─── Exercise data

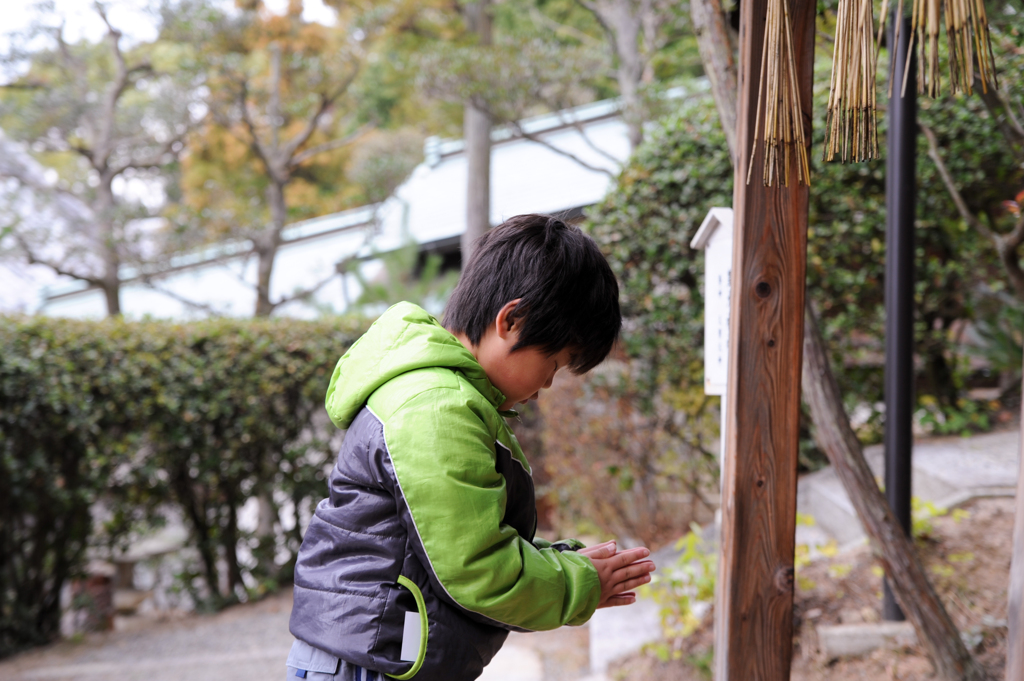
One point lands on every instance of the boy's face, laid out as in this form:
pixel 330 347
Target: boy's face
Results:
pixel 519 375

──────

▶ **About this task**
Leave out the images and copy every record above exactly.

▶ **Solution**
One point lands on every instance of the boy's face, laid out as in this form:
pixel 330 347
Target: boy's face
Results:
pixel 519 375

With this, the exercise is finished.